**Kutipan Teks**:
Konsep demokrasi yang membagi kekuasaan dan membatasi masa jabatan, menghalangi terbangunnya pemikiran. Masa jabatan dibatasi hanya lima tahun. Para pengamat politik pemerintahan menilai masa kerja efektif hanya tiga tahun. Ini yang membuat konsentrasi mengurusi umat terpecah. Membuat penguasa merancang program yang tergesa-gesa. Ingin lekas ada bukti agar kepercayaan umat bisa segera terbeli. Akhirnya program pembangunan infrastruktur dan tata kotalah yang diterapkan disana-sini.
Di sinilah letak keunggulan konsep Khilafah. Kedaulatan di tangan Allah SWT semata. Masa jabatan dibatasi oleh taat atau abainya seorang pemimpin terhadap hukum syara’. Pemimpin tidak disibukkan dengan kampanye, tidak dikejar-kejar masa jabatan. Umat pun bisa menurunkan kapan saja pemimpinnya bila telah terbukti melakukan kemaksiatan yang nyata.

**Instruksi Tugas 1**:
Tentukan apakah tiap pernyataan berikut sesuai dengan kutipan teks di atas. Jawab ya atau tidak, lalu kutip kata-kata penentunya dari kutipan teks.
(a) Masa jabatan dibatasi hanya lima tahun.
(b) Para pengamat politik pemerintahan menilai masa kerja efektif empat tahun.
(c) Dalam konsep Khilafah, pemimpin disibukkan dengan kampanye.

(Catatan pelabelan lokasi)
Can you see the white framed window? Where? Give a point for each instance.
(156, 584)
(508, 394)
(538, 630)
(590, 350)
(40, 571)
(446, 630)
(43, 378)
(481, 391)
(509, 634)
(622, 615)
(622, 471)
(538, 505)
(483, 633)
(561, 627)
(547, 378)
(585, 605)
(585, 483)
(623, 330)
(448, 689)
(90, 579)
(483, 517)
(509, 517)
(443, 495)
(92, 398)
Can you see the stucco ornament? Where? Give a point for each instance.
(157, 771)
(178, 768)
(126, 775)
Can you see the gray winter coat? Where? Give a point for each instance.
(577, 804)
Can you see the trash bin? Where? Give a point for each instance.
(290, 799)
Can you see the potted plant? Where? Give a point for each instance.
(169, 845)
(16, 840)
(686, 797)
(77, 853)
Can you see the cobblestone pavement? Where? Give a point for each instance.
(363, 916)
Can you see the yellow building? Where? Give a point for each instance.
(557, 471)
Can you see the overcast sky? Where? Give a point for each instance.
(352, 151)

* * *

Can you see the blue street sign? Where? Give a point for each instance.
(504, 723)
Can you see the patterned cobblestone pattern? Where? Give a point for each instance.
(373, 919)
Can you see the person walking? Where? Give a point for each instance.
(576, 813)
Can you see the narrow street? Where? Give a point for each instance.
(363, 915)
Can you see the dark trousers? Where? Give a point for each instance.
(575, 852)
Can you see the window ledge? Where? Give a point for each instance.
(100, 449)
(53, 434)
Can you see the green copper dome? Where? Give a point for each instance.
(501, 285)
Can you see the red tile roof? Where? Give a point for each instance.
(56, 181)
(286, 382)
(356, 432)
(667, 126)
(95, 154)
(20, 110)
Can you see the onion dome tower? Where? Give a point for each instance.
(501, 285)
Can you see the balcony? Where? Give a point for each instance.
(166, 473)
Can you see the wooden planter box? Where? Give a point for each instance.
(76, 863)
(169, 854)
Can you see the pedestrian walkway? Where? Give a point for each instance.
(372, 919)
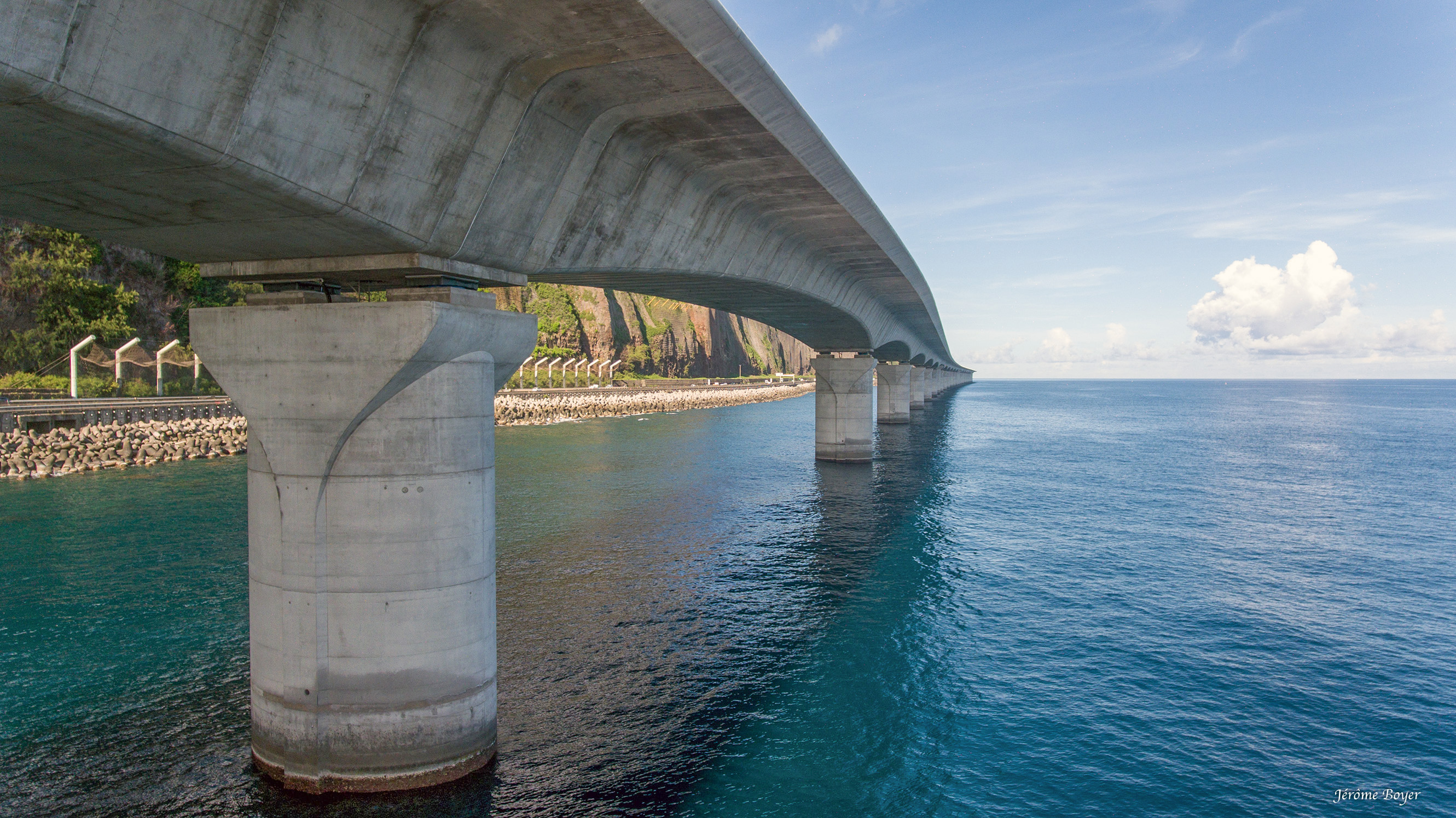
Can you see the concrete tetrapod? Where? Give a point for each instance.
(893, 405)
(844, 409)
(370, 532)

...

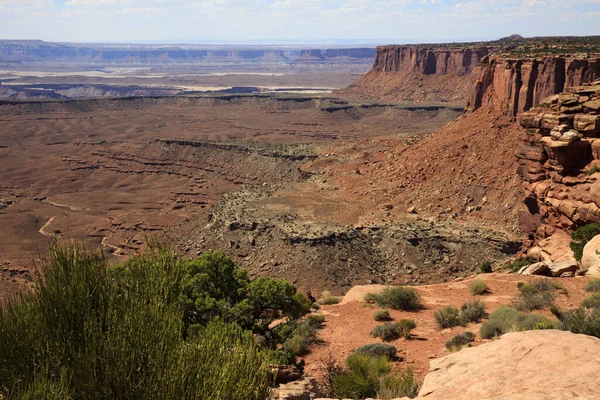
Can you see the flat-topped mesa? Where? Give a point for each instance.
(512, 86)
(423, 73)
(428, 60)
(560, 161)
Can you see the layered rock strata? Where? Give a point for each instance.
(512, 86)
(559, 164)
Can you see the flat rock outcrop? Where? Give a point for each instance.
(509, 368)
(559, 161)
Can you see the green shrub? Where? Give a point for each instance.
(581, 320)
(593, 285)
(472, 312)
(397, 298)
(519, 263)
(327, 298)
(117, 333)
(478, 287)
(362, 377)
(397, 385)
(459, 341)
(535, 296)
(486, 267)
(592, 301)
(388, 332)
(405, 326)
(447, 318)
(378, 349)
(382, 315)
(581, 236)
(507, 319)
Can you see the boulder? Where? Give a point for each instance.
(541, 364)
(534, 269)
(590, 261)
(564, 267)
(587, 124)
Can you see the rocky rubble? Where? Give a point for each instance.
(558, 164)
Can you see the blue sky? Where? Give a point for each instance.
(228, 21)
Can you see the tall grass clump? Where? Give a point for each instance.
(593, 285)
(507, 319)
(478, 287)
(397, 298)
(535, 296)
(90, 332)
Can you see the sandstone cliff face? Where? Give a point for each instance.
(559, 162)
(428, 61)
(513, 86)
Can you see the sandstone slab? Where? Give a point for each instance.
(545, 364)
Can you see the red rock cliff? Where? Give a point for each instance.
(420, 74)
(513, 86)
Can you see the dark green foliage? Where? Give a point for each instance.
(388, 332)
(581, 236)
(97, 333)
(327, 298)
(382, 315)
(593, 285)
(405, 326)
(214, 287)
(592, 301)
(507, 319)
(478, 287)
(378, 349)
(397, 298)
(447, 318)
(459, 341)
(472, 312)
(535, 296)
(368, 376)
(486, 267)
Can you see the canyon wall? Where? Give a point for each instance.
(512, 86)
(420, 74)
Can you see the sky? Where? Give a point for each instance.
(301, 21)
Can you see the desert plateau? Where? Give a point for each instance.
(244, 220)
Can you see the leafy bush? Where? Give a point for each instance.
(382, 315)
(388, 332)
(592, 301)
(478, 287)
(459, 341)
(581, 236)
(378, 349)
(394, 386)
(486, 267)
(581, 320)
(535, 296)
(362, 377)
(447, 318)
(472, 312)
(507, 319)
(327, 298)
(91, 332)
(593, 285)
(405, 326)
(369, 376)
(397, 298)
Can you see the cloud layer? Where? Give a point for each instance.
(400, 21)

**Instruksi Tugas 2**: Kembalikan setiap baris catatan di atas yang memuat kata "street".

**Jawaban Tugas 1**:
(a) Ya: "Masa jabatan dibatasi hanya lima tahun."
(b) Tidak: "Para pengamat politik pemerintahan menilai masa kerja efektif hanya tiga tahun."
(c) Tidak: "Pemimpin tidak disibukkan dengan kampanye, tidak dikejar-kejar masa jabatan."

**Jawaban Tugas 2**:
Can you see the blue street sign? Where? Give a point for each instance.
Can you see the narrow street? Where? Give a point for each instance.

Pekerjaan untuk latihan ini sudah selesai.